◆ **What you should do**
Can you express the data below as a JSON list of strings, one string per line with blank lines omitted, starting with the line containing "Each instance of the cow's back" and going on through the line containing "pixel 1006 555"?

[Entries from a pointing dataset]
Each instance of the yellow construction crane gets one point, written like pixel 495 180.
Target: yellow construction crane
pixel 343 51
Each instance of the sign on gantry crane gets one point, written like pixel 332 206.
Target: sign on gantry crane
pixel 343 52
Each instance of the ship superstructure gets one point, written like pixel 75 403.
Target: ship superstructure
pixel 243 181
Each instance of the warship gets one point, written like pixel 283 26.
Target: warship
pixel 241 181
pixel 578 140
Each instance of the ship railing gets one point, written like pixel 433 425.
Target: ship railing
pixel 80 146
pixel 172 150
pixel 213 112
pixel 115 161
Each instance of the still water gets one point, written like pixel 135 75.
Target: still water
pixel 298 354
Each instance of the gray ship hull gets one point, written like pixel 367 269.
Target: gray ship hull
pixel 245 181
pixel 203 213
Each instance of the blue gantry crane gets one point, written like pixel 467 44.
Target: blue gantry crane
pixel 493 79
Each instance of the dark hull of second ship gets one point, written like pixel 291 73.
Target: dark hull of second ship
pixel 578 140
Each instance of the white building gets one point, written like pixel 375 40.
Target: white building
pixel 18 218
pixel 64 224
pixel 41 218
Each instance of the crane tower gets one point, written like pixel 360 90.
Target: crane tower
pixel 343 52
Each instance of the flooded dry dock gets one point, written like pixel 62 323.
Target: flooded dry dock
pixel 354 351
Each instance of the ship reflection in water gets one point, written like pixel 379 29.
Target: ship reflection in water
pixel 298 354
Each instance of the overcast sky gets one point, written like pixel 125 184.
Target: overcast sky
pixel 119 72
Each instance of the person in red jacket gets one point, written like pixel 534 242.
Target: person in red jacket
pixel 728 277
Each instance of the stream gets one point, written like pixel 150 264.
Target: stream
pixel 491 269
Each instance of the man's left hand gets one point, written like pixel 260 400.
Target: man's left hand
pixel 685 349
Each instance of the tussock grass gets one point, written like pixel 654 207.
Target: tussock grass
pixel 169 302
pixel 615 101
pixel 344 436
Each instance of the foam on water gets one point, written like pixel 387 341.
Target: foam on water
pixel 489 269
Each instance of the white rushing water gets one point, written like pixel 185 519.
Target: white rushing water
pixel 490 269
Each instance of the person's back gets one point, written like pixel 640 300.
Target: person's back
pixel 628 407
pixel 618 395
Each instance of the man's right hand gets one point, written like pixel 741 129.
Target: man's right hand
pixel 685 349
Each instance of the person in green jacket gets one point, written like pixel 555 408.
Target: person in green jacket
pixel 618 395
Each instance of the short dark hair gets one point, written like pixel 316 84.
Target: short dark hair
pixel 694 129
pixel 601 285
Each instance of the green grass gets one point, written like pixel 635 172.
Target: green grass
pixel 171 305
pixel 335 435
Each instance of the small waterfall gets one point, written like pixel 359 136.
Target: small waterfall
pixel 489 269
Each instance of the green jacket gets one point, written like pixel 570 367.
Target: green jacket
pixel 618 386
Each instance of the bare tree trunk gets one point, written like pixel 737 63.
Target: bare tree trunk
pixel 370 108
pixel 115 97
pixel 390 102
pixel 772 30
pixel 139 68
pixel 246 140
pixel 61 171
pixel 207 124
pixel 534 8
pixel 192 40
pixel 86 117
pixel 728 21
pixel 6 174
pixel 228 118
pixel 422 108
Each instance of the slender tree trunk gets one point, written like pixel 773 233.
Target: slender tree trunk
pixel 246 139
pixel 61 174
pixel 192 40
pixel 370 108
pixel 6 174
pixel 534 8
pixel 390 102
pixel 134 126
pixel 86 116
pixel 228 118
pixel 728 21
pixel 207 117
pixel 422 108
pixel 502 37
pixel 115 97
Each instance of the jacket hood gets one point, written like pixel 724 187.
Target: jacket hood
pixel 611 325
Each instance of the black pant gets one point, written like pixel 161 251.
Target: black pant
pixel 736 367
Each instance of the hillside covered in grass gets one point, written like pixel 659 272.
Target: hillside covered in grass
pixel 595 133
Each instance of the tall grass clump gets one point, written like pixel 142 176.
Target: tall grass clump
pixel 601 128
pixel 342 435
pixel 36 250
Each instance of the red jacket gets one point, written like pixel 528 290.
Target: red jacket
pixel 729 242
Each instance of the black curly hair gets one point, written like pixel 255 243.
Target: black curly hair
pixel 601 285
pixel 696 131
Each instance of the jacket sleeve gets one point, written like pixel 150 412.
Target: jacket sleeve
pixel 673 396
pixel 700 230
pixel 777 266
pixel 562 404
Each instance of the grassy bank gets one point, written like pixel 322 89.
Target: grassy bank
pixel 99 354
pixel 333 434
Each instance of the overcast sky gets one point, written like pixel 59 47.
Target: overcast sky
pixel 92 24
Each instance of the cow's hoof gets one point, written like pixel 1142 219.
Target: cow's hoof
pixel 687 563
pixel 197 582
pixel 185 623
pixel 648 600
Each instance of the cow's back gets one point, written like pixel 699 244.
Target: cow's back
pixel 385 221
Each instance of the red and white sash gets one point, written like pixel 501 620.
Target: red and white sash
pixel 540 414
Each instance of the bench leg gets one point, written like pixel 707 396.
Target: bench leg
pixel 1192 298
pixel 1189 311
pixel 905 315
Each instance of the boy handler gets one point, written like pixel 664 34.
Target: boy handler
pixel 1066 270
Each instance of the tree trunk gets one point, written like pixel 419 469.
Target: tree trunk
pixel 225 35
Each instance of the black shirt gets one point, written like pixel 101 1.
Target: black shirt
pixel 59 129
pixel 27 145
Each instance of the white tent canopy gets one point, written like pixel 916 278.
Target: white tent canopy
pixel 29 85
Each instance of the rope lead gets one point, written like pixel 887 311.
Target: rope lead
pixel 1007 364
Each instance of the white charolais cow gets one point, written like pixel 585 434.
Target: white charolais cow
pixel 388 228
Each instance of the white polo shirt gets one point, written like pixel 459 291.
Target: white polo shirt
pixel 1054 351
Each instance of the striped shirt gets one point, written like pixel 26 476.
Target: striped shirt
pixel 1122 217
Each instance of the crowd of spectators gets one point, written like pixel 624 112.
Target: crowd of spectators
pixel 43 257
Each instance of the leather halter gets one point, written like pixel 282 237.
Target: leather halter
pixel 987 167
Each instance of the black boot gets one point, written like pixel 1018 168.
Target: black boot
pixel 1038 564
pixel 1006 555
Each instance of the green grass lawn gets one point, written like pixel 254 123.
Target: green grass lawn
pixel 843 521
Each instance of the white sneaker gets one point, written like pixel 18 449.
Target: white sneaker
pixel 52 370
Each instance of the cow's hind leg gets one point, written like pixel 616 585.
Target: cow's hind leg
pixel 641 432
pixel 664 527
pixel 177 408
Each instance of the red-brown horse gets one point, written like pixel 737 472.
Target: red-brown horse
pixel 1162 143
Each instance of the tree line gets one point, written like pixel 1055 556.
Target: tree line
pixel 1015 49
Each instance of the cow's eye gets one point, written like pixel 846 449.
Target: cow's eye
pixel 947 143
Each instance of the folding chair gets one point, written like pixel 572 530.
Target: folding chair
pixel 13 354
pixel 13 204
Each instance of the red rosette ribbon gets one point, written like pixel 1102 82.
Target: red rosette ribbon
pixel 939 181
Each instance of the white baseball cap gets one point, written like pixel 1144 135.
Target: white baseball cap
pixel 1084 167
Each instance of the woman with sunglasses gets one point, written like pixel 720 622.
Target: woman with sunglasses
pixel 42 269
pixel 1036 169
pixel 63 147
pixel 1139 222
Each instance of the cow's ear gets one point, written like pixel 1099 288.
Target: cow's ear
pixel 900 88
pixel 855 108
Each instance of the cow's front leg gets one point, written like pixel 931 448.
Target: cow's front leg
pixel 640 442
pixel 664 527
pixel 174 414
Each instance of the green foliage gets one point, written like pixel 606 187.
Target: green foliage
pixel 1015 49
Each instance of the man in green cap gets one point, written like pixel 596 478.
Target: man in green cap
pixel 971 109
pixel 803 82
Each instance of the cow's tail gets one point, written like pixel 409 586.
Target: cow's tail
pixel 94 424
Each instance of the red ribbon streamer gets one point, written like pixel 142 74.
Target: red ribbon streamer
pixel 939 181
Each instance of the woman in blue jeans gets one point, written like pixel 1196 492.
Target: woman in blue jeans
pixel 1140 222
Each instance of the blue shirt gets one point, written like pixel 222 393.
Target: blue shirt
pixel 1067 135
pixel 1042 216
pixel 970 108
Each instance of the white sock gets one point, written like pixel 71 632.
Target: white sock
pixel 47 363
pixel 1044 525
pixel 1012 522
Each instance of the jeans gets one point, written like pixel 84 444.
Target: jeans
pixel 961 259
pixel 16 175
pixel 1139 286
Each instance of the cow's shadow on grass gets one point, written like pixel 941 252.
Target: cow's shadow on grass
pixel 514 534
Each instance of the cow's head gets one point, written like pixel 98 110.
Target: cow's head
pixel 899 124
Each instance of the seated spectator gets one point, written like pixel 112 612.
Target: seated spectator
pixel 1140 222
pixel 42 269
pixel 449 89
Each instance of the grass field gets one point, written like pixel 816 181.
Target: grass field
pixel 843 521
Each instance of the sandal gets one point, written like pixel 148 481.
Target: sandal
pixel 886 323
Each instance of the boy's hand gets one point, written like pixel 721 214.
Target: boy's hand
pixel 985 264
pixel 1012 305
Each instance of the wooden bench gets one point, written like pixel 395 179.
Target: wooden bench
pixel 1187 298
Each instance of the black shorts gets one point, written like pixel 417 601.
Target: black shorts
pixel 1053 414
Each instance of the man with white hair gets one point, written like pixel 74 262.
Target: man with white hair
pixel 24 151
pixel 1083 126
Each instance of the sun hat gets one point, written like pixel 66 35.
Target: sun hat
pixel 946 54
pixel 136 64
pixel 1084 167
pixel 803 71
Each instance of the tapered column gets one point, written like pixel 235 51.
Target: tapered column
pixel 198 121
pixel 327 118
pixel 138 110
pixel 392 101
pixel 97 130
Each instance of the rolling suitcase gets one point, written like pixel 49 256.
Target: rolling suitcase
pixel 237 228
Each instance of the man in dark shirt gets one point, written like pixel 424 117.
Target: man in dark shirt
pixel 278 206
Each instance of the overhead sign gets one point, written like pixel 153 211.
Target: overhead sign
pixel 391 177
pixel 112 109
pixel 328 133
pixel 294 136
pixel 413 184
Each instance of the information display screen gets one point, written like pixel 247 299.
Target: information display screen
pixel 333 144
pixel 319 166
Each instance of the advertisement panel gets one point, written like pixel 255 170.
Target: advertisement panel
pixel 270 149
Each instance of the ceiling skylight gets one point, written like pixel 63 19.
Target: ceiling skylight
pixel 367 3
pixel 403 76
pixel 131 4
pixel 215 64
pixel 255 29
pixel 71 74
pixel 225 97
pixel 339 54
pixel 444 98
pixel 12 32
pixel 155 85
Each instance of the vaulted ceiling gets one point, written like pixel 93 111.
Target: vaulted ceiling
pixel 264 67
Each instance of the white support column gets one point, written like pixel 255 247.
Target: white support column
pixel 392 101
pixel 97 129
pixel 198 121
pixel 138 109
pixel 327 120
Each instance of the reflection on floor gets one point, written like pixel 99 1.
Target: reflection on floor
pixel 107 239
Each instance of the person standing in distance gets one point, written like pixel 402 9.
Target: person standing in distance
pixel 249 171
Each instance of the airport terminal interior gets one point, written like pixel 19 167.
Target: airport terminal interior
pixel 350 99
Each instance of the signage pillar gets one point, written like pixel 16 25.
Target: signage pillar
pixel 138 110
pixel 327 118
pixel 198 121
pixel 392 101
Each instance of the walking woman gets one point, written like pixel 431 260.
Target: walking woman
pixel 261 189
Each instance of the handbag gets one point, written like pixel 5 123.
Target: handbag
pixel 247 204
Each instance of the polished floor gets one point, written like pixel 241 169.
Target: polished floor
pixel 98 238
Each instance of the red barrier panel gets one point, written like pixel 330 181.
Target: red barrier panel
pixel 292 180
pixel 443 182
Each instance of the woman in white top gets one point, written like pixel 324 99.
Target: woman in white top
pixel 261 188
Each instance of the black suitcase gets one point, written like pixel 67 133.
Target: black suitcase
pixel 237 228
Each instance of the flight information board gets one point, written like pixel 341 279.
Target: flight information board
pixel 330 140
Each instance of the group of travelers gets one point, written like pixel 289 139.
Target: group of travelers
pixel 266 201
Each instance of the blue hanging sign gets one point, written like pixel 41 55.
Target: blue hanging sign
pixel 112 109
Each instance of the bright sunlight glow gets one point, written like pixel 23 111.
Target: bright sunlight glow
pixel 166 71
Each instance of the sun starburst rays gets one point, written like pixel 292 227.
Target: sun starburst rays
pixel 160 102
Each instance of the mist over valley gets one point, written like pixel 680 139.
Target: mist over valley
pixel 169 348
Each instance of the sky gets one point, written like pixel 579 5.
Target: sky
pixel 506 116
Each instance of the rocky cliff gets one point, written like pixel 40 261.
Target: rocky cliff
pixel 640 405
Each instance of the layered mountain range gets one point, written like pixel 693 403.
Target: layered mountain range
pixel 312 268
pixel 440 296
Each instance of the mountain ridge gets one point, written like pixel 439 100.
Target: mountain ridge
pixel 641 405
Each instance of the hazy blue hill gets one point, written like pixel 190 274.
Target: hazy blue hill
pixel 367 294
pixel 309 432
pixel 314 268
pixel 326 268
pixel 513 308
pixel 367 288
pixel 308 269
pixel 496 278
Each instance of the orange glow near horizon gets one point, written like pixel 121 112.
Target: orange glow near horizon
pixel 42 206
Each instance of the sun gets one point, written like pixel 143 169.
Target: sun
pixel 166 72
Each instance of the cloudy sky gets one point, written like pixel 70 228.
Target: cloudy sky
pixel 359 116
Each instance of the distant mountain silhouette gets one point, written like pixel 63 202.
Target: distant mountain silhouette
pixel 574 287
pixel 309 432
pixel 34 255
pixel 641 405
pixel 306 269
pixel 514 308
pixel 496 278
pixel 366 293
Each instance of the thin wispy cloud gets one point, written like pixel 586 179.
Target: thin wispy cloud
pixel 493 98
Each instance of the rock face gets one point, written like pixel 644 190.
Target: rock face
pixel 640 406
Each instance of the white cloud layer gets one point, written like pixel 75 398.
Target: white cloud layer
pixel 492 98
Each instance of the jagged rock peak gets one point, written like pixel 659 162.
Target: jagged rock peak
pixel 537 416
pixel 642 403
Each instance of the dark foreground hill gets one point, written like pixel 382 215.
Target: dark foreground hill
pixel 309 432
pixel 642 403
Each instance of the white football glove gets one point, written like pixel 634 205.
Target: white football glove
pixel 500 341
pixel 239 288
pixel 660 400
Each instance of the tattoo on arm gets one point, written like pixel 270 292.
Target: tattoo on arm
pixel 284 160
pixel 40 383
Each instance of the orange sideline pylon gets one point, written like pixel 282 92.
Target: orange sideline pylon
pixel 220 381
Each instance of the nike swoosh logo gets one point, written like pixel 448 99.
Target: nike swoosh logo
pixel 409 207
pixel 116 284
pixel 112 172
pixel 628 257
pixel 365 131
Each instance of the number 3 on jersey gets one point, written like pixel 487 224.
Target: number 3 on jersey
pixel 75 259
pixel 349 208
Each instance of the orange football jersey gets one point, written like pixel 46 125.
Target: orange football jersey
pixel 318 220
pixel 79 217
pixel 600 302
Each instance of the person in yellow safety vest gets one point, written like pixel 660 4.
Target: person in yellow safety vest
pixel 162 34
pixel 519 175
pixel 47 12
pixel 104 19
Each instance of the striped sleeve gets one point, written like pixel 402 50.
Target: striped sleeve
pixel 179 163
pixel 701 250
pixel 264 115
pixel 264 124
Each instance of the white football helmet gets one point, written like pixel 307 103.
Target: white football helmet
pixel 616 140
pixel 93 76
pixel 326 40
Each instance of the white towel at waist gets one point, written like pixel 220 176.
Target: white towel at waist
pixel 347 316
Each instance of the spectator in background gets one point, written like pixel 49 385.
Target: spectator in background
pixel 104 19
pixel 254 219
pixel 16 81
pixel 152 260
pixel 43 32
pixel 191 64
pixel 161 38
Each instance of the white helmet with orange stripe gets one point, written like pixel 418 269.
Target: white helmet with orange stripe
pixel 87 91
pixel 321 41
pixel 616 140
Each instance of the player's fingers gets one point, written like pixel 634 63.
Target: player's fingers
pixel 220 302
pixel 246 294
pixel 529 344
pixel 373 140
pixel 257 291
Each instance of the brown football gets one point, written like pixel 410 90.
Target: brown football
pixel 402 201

◆ **Problem solution**
[
  "Each instance of the cow's back gets one point, written like pixel 699 244.",
  "Target: cow's back",
  "pixel 385 221",
  "Each instance of the red and white sash gets one point, written like pixel 501 620.",
  "Target: red and white sash",
  "pixel 540 414",
  "Each instance of the bench leg gets one point, written like pixel 707 396.",
  "Target: bench leg",
  "pixel 1192 298",
  "pixel 1189 311",
  "pixel 905 315",
  "Each instance of the boy handler gets one point, written like pixel 664 34.",
  "Target: boy handler",
  "pixel 1066 270",
  "Each instance of the tree trunk gets one point, written like pixel 419 469.",
  "Target: tree trunk",
  "pixel 225 35",
  "Each instance of the black shirt gets one point, written like pixel 101 1.",
  "Target: black shirt",
  "pixel 59 129",
  "pixel 27 145",
  "Each instance of the white tent canopy gets one point, written like pixel 916 278.",
  "Target: white tent canopy",
  "pixel 29 85",
  "Each instance of the rope lead gets one point, written like pixel 887 311.",
  "Target: rope lead",
  "pixel 1007 364",
  "Each instance of the white charolais cow gets one point, written like pixel 585 434.",
  "Target: white charolais cow",
  "pixel 388 228",
  "Each instance of the white polo shirt gets one point, written like pixel 459 291.",
  "Target: white polo shirt",
  "pixel 1054 351",
  "Each instance of the striped shirt gets one point, written like pixel 26 476.",
  "Target: striped shirt",
  "pixel 1122 217",
  "Each instance of the crowd of spectators gets one point, written like pixel 624 112.",
  "Target: crowd of spectators",
  "pixel 43 257",
  "Each instance of the leather halter gets one point, written like pixel 282 237.",
  "Target: leather halter",
  "pixel 987 167",
  "Each instance of the black boot gets one point, written like pixel 1018 168.",
  "Target: black boot",
  "pixel 1038 564",
  "pixel 1006 555"
]